● What you need to do:
A: Write out the passage on the twelve spies from the words "Four verses earlier, it" through "not a fantasy!", swapping "grapes" for "figs".
B: In the passage on the twelve spies, how many soldiers did it take to carry the cluster of grapes?

Listen to this report. The words are straight from the Bible.
Twelve men have just returned from spying out the land God promised them, and they hold the proof in their hands.
"Then they [12 spies] told him, and said: 'We went to the land where you sent us. It truly flows with milk and honey, and this is its fruit.'" (Numbers 13:27)
Four verses earlier, it says that they found one cluster of grapes on a vine so big, that it took two soldiers to carry it. "This is its fruit!"
This is the report of the spies... and it's so exciting. For one fleeting moment, they believe that future abundance is real! The potential is massive! The promise is not a fantasy!
God's vision for their Future Selves was not just a place, but a new identity.
God gave them a line that he repeated over and over: "A land flowing with milk and honey" (Exodus 3:8, Leviticus 20:24, Numbers 13:27, Deuteronomy 6:3). This wasn't just poetry.
Milk represented abundance, prosperity, and life. It spoke of lush pastures and healthy livestock. It was the picture of stable prosperity.

● Recorded information:
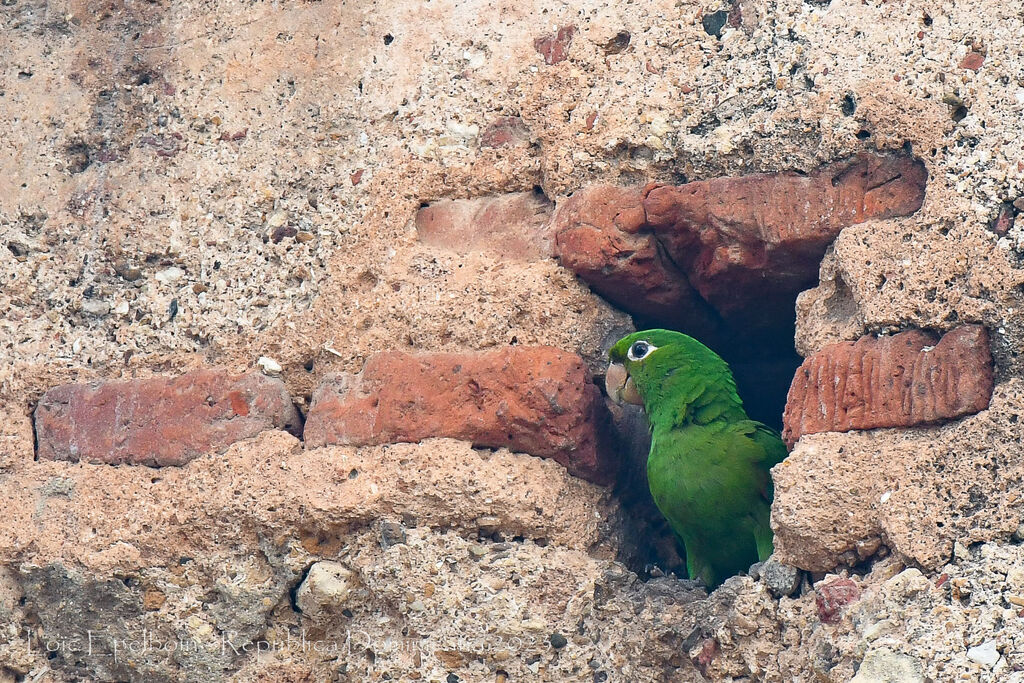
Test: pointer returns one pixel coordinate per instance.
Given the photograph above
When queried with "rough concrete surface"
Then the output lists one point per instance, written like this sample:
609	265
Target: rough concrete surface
196	183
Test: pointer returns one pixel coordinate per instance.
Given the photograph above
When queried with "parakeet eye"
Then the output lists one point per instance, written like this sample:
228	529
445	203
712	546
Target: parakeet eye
640	350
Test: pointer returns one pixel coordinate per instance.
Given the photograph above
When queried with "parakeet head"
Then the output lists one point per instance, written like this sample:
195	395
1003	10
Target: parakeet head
652	365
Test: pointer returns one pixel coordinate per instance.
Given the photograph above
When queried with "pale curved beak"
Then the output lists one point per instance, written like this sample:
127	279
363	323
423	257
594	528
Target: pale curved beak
620	385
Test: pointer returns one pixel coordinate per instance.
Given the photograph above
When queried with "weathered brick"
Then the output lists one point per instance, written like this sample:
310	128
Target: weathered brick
505	131
555	48
745	246
899	381
514	225
160	421
750	244
598	236
833	597
532	399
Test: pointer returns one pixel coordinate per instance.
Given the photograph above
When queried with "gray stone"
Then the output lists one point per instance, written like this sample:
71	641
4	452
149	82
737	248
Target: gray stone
884	666
781	580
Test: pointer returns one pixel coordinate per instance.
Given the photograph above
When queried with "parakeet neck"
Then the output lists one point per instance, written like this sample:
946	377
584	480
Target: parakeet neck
692	400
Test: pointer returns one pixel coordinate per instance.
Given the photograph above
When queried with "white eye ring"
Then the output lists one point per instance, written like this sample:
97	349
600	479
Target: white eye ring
640	350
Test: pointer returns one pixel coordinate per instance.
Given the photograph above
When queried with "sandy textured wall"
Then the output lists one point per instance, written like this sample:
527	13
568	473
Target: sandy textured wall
186	185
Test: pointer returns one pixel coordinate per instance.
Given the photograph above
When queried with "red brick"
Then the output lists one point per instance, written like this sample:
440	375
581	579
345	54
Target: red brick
504	131
750	244
160	421
973	60
555	48
532	399
745	246
513	225
898	381
833	597
598	236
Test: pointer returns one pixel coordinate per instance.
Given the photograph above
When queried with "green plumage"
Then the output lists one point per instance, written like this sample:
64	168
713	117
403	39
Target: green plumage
709	463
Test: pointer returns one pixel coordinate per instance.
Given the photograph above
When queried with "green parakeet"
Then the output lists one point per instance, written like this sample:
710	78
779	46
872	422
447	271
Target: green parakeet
708	467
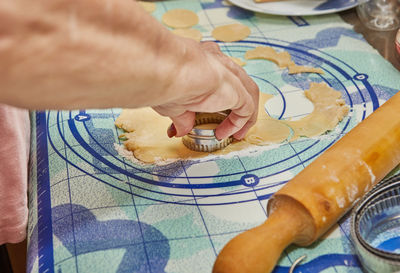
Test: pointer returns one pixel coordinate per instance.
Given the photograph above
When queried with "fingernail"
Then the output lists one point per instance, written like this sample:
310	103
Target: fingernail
171	131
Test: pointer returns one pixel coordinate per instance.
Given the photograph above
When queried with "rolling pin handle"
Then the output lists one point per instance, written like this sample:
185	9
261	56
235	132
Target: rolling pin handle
257	250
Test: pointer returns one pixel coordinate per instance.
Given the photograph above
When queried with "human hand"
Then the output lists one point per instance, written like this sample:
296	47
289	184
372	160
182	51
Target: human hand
209	81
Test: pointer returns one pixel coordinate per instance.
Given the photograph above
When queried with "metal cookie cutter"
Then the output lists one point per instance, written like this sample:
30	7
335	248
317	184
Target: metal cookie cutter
375	228
204	140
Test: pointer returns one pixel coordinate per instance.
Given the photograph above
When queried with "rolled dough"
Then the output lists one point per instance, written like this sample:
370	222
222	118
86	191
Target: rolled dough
147	6
238	61
231	33
180	18
147	138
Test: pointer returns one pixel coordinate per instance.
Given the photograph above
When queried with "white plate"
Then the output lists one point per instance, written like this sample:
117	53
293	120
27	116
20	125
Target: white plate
297	7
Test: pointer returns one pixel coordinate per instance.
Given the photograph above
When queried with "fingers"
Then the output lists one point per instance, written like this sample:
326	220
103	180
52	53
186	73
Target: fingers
237	120
182	124
242	119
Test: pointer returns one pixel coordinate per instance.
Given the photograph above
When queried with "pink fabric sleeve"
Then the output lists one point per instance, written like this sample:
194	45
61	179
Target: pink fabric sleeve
14	156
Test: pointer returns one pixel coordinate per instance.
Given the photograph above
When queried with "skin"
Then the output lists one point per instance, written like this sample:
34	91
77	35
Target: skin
74	54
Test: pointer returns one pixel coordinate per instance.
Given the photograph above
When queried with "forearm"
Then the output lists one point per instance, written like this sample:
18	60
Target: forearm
85	54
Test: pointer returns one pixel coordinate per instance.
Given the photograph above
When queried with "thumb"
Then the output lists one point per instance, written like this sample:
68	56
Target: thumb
183	123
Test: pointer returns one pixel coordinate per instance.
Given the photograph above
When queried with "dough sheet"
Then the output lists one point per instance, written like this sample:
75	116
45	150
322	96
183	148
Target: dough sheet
146	133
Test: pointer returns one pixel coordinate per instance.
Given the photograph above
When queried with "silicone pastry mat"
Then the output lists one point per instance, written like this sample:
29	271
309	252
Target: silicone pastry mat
91	210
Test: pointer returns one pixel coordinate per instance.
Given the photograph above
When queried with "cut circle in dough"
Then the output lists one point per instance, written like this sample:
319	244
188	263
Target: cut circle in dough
190	33
147	138
148	6
180	18
231	33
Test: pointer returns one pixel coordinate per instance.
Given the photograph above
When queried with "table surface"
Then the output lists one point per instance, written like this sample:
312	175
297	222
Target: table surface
383	41
93	211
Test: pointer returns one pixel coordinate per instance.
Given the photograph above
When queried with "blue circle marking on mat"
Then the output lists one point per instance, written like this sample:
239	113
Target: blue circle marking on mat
100	157
250	180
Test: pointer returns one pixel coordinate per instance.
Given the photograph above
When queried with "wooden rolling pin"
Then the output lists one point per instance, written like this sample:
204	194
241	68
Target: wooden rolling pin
315	199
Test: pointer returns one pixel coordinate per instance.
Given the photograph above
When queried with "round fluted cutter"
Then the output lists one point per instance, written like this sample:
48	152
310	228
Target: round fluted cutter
375	228
204	140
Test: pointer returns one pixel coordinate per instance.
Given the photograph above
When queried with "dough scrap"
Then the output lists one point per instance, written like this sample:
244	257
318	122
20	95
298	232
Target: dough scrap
148	6
190	33
231	33
329	109
282	59
180	18
147	138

● Task-by-task solutions:
A:
Four verses earlier, it says that they found one cluster of figs on a vine so big, that it took two soldiers to carry it. "This is its fruit!"
This is the report of the spies... and it's so exciting. For one fleeting moment, they believe that future abundance is real! The potential is massive! The promise is not a fantasy!

B: Two.